We believe that focusing on our brands and implementing the following initiatives should lead to profitable growth and improved results from operations:

delivering low-to mid-single digit comparable store sales growth in our dELiA*s retail stores over the long term;

driving low-to mid-single digit top-line growth in direct marketing, through targeted circulation in productive mailing segments, and implementation of web, mobile and social media based initiatives;

improving gross profit margins each year by 50 basis points;

developing retail merchandising assortments that emphasize key categories more effectively;

improving our retail store metrics through increased focus on the selling culture, with emphasis on increased customer conversion, thereby improving productivity;

implementing profit-improving inventory planning and allocation strategies such as seasonal carry-in reduction, better store-planning, targeted replenishment by size, tactical fashion investment, and to create inventory turn improvement;

leveraging our current expense infrastructure and taking additional operating costs out of the business;

monitoring and opportunistically closing or working with landlords to reduce costs on underperforming stores; and

expanding the dELiA's retail store base over the long-term.

THE TASKS ->
[1] Reproduce the stretch of the growth initiatives passage from "implementing profit-improving inventory" through "over the long-term." word for word.
[2] How many lines of the entries below contain the string "shirt", with case counting? Reply with the number alone.

SOURCE RECORDS ->
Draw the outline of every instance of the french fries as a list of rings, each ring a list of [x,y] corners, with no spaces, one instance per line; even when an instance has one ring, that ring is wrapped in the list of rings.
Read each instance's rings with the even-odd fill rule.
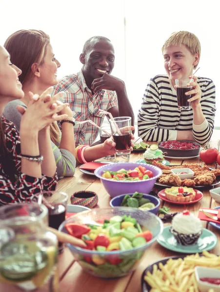
[[[183,259],[170,258],[165,265],[154,265],[152,273],[149,271],[144,280],[151,287],[150,292],[199,292],[194,273],[197,266],[219,269],[220,256],[204,251],[187,256]],[[210,289],[209,292],[214,292]]]

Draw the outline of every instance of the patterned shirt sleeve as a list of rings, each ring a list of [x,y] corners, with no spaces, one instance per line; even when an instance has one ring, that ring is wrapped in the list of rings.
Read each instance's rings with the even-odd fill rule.
[[[0,205],[9,203],[29,201],[35,194],[43,190],[55,189],[57,176],[49,178],[42,176],[35,178],[20,172],[21,162],[20,138],[13,123],[2,118],[5,126],[6,145],[8,157],[14,164],[15,181],[12,181],[5,173],[0,163]]]
[[[108,110],[111,108],[113,108],[113,107],[117,107],[118,108],[119,106],[118,104],[117,94],[116,91],[112,91],[111,93],[110,93],[109,91],[108,94],[109,102],[106,108],[106,110]]]

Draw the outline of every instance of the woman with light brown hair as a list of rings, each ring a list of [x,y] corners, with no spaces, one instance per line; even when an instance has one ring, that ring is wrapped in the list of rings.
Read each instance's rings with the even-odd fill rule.
[[[19,134],[2,114],[7,103],[23,98],[21,73],[0,46],[0,206],[29,201],[39,192],[54,190],[57,182],[48,128],[52,122],[66,118],[57,113],[68,104],[57,105],[62,93],[51,97],[52,87],[40,96],[30,92],[27,109],[17,108],[21,116]]]
[[[57,70],[60,64],[54,57],[49,36],[42,31],[18,31],[8,37],[4,46],[11,55],[12,62],[22,71],[19,79],[24,97],[10,102],[3,112],[19,130],[21,115],[17,111],[17,105],[26,107],[30,99],[29,91],[40,94],[48,86],[56,85]],[[116,153],[116,144],[111,138],[92,147],[82,146],[77,149],[76,154],[73,113],[67,107],[61,113],[68,115],[67,119],[60,121],[61,133],[56,123],[50,126],[51,144],[59,176],[74,175],[76,156],[79,162],[85,163]],[[131,129],[134,129],[132,127]]]
[[[48,87],[56,85],[58,81],[57,71],[60,64],[55,57],[49,36],[42,31],[18,31],[8,37],[4,47],[11,55],[11,62],[22,71],[19,80],[24,96],[9,103],[3,112],[19,131],[21,115],[17,106],[26,108],[29,91],[40,94]],[[72,176],[76,166],[73,113],[69,107],[60,113],[67,115],[68,122],[61,121],[62,133],[56,122],[50,125],[51,145],[58,176]]]

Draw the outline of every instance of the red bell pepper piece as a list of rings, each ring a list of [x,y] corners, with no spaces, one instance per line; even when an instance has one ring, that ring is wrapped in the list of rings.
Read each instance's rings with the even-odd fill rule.
[[[75,224],[75,223],[68,223],[66,224],[65,227],[69,234],[74,236],[78,238],[81,238],[82,235],[86,234],[91,230],[91,228],[82,224]]]
[[[117,251],[117,250],[113,249],[112,251]],[[109,256],[106,257],[106,260],[108,261],[109,263],[111,264],[112,265],[119,265],[120,263],[122,261],[122,259],[121,258],[119,258],[118,256],[115,256],[115,255],[112,255],[111,256]]]
[[[117,176],[120,179],[122,179],[123,178],[124,178],[124,177],[125,176],[125,173],[118,173],[118,174],[116,175],[116,176]]]
[[[85,249],[92,251],[94,248],[94,242],[93,240],[85,240],[85,242],[87,244],[87,247]]]
[[[140,170],[140,172],[142,172],[143,174],[144,173],[144,171],[146,171],[146,168],[144,167],[144,166],[139,165],[138,168],[139,168],[139,170]]]

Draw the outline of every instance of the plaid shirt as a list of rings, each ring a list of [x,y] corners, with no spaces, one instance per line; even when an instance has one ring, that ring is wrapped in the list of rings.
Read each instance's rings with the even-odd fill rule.
[[[76,146],[79,145],[91,145],[99,133],[99,129],[90,123],[78,125],[78,122],[91,120],[101,126],[105,116],[100,109],[108,110],[113,107],[118,107],[116,92],[107,90],[100,90],[93,94],[87,87],[81,70],[77,74],[66,76],[59,81],[55,87],[52,94],[65,91],[63,102],[68,102],[76,119],[74,126]]]

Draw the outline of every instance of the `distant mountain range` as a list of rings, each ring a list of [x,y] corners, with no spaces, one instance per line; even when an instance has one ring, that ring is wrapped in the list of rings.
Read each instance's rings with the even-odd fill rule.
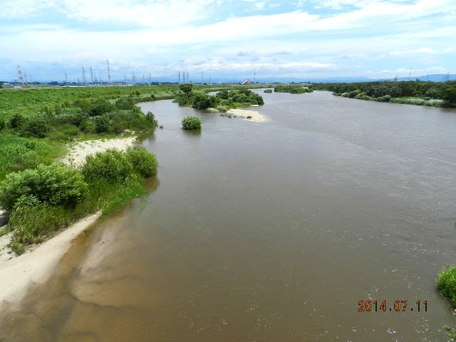
[[[432,81],[432,82],[445,82],[445,78],[447,75],[444,73],[435,73],[432,75],[423,75],[421,76],[410,76],[410,77],[400,77],[397,81]],[[376,81],[394,81],[394,78],[369,78],[367,77],[331,77],[331,78],[271,78],[269,79],[261,80],[260,83],[289,83],[294,82],[296,83],[302,82],[313,82],[318,83],[354,83],[354,82],[376,82]],[[456,81],[456,75],[450,75],[447,81]]]
[[[432,75],[423,75],[421,76],[410,76],[410,77],[400,77],[397,81],[432,81],[432,82],[444,82],[445,78],[448,78],[448,81],[456,81],[456,75],[447,75],[444,73],[436,73]],[[234,80],[232,78],[231,80],[228,80],[227,78],[220,77],[219,79],[214,80],[212,83],[242,83],[244,81],[247,81],[249,78],[241,76],[237,80]],[[252,81],[252,78],[250,81]],[[369,78],[367,77],[327,77],[327,78],[289,78],[289,77],[269,77],[269,78],[258,78],[256,80],[256,82],[258,83],[308,83],[311,82],[314,83],[354,83],[354,82],[376,82],[376,81],[395,81],[394,78]],[[159,77],[154,78],[153,80],[154,84],[160,83],[176,83],[176,80],[172,80],[170,78],[167,77]],[[123,83],[123,80],[113,80],[113,82]],[[190,83],[199,83],[195,82],[193,80],[190,80]],[[54,81],[56,84],[61,83],[61,82]],[[254,82],[252,82],[254,83]],[[0,81],[0,85],[2,82]],[[4,84],[6,84],[7,82],[4,82]],[[14,83],[14,82],[13,82]],[[43,81],[42,83],[48,83],[48,81]],[[79,84],[75,82],[70,83],[71,84]],[[137,84],[140,84],[141,82],[138,82]]]

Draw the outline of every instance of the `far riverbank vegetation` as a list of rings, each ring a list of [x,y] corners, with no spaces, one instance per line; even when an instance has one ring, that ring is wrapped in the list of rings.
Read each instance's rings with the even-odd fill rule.
[[[194,90],[192,84],[182,84],[181,92],[174,102],[182,106],[191,106],[196,109],[216,108],[226,113],[232,108],[249,105],[262,105],[264,101],[261,95],[248,88],[239,90],[221,90],[215,95],[208,95],[204,90]]]
[[[336,96],[378,102],[456,108],[456,81],[382,81],[315,83],[314,90],[332,91]]]
[[[204,95],[236,88],[249,93],[242,86],[195,88]],[[79,218],[145,195],[142,184],[157,161],[145,149],[108,150],[80,167],[57,160],[70,142],[154,131],[154,114],[136,104],[182,93],[177,85],[0,89],[0,209],[10,215],[0,235],[12,232],[11,245],[20,254]]]
[[[187,116],[182,120],[182,128],[185,130],[200,130],[201,119],[196,116]]]

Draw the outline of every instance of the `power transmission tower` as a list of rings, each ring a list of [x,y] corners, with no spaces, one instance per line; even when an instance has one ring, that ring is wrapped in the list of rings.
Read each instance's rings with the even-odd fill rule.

ANSWERS TO THE PROBLEMS ->
[1]
implementing profit-improving inventory planning and allocation strategies such as seasonal carry-in reduction, better store-planning, targeted replenishment by size, tactical fashion investment, and to create inventory turn improvement;

leveraging our current expense infrastructure and taking additional operating costs out of the business;

monitoring and opportunistically closing or working with landlords to reduce costs on underperforming stores; and

expanding the dELiA's retail store base over the long-term.

[2] 2